*REQUEST*. Put every line of the items below into a JSON list of strings, one string per line, skipping blank lines. Leave the pictures out.
-- begin --
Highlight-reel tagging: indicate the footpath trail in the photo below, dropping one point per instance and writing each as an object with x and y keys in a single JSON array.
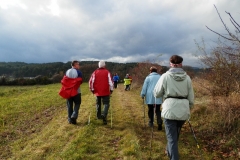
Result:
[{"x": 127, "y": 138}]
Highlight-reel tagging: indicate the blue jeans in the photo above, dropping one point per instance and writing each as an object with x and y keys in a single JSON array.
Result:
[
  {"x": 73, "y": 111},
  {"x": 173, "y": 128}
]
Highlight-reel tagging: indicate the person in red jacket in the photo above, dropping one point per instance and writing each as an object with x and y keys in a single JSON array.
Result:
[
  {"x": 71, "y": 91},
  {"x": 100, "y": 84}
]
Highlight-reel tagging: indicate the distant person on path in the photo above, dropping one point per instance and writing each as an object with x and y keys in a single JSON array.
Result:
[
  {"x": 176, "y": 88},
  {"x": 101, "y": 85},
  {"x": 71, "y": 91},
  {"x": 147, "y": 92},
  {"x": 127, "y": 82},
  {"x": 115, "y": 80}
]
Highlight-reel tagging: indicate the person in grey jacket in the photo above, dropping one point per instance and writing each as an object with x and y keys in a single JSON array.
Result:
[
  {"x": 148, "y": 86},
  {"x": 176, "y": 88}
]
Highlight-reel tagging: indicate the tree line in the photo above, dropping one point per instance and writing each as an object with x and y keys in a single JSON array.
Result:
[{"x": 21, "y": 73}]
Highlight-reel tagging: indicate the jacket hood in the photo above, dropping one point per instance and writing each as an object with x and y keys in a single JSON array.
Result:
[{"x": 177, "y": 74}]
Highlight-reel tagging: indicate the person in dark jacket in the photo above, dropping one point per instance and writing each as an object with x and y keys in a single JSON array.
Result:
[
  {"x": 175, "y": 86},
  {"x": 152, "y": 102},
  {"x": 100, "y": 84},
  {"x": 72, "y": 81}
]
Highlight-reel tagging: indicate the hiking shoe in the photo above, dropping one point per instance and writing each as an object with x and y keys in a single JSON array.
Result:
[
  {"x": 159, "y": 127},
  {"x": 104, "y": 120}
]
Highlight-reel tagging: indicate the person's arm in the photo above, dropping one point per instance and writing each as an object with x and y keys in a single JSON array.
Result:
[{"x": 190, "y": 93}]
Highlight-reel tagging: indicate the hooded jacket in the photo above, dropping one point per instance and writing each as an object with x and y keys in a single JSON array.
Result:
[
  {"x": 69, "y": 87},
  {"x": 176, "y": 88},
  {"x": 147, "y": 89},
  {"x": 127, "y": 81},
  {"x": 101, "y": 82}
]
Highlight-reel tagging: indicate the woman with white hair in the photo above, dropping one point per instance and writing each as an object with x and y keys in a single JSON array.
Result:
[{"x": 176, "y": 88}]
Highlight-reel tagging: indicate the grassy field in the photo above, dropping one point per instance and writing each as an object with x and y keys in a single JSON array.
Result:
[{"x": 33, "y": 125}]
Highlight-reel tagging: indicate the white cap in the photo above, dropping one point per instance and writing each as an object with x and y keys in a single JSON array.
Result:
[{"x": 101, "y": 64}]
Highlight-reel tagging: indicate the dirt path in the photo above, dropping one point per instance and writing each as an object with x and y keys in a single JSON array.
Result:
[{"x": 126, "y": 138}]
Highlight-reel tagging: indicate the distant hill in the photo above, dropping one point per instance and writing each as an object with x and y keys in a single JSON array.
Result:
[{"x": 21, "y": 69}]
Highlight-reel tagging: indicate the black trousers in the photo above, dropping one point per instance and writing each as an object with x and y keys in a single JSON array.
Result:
-- end --
*OUTPUT BELOW*.
[
  "Highlight-reel tagging: indicate the footpath trail in the photo below, dropping one point per instance and writing each as an object with x and y keys in a single JSON array.",
  "Result:",
  "[{\"x\": 127, \"y\": 138}]",
  "Highlight-reel tagging: indicate the blue jeans in the photo above, dropping one point per instance and writing each as an object with x and y keys in a single JSON array.",
  "Result:",
  "[",
  "  {\"x\": 73, \"y\": 111},",
  "  {\"x\": 173, \"y\": 128}",
  "]",
  "Highlight-reel tagging: indicate the person in red jacket in the photo above, dropping one point per instance and writing each as an object with x and y keys in a single JSON array.",
  "Result:",
  "[",
  "  {\"x\": 71, \"y\": 91},",
  "  {\"x\": 100, \"y\": 84}",
  "]",
  "Highlight-reel tagging: indicate the distant person on path in the photo above, dropping one point per instance and writing each as an object with x and y keys in a single JSON array.",
  "Result:",
  "[",
  "  {\"x\": 176, \"y\": 88},",
  "  {\"x\": 101, \"y\": 85},",
  "  {\"x\": 71, \"y\": 91},",
  "  {\"x\": 147, \"y\": 92},",
  "  {\"x\": 127, \"y\": 82},",
  "  {\"x\": 115, \"y\": 80}",
  "]",
  "Highlight-reel tagging: indicate the person in grey jacket in the photo above, dropping one point per instance and writing each as an object with x and y keys in a single JSON array.",
  "Result:",
  "[",
  "  {\"x\": 148, \"y\": 86},",
  "  {\"x\": 176, \"y\": 88}",
  "]",
  "Highlight-reel tagging: indicate the tree line in the photo above, dropping one point per instance and writing each as an object with x and y keys in a single JSON array.",
  "Result:",
  "[{\"x\": 21, \"y\": 73}]",
  "Highlight-reel tagging: indicate the jacket hood in the photo above, dropping one point per instance and writing each as an object with x and y keys in a single JSON array.",
  "Result:",
  "[{\"x\": 177, \"y\": 74}]",
  "Highlight-reel tagging: indicate the person in dark jacket in the photo above, dropping one point per instance and writing each as an object with x and y keys in a single JSON array.",
  "Result:",
  "[",
  "  {\"x\": 175, \"y\": 86},",
  "  {\"x\": 152, \"y\": 102},",
  "  {\"x\": 100, \"y\": 84},",
  "  {\"x\": 72, \"y\": 81}",
  "]",
  "Highlight-reel tagging: indicate the hiking shoe in the photo above, dropping one point per instance and writing each as an object with x and y keys in a single JSON array.",
  "Result:",
  "[",
  "  {\"x\": 159, \"y\": 127},",
  "  {\"x\": 104, \"y\": 120}",
  "]",
  "Highlight-reel tagging: indicate the person's arm in the photo above, dropping one point per instance and writing each as an object with x and y keys in a single JSON array.",
  "Result:",
  "[{\"x\": 190, \"y\": 93}]",
  "Highlight-reel tagging: indicate the hooded jacket in the photo above, dropping one point per instance and writing each as an object with x and y keys in a single JSON array.",
  "Result:",
  "[",
  "  {\"x\": 69, \"y\": 87},",
  "  {\"x\": 176, \"y\": 88},",
  "  {\"x\": 147, \"y\": 89},",
  "  {\"x\": 127, \"y\": 81},",
  "  {\"x\": 101, \"y\": 82}",
  "]",
  "Highlight-reel tagging: indicate the woman with white hair in the photo above, dropping one point per instance and writing each as an object with x and y keys in a single JSON array.",
  "Result:",
  "[{\"x\": 176, \"y\": 88}]",
  "Highlight-reel tagging: indicate the grassy field in the photo above, dropping one point per instance and writing each as an object with x and y keys in a single JSON array.",
  "Result:",
  "[{\"x\": 33, \"y\": 125}]",
  "Highlight-reel tagging: indicate the white cap in the photo above, dropping one point per instance and writing each as an object with x and y keys in a single JSON array.",
  "Result:",
  "[{\"x\": 101, \"y\": 64}]",
  "Highlight-reel tagging: indicate the dirt path in the photo above, dropping one point per instance and writing each as an object with x and y keys in a single JSON array.",
  "Result:",
  "[{\"x\": 126, \"y\": 138}]",
  "Highlight-reel tagging: indicate the distant hill in the photo above, dropping one point per instance and writing each as an object with x and y keys in a single JSON array.",
  "Result:",
  "[{\"x\": 21, \"y\": 69}]",
  "Highlight-reel tagging: indicate the black trousers in the photo above, dropping one point per instance and writing each as an object with x and y keys in a single JSON array.",
  "Result:"
]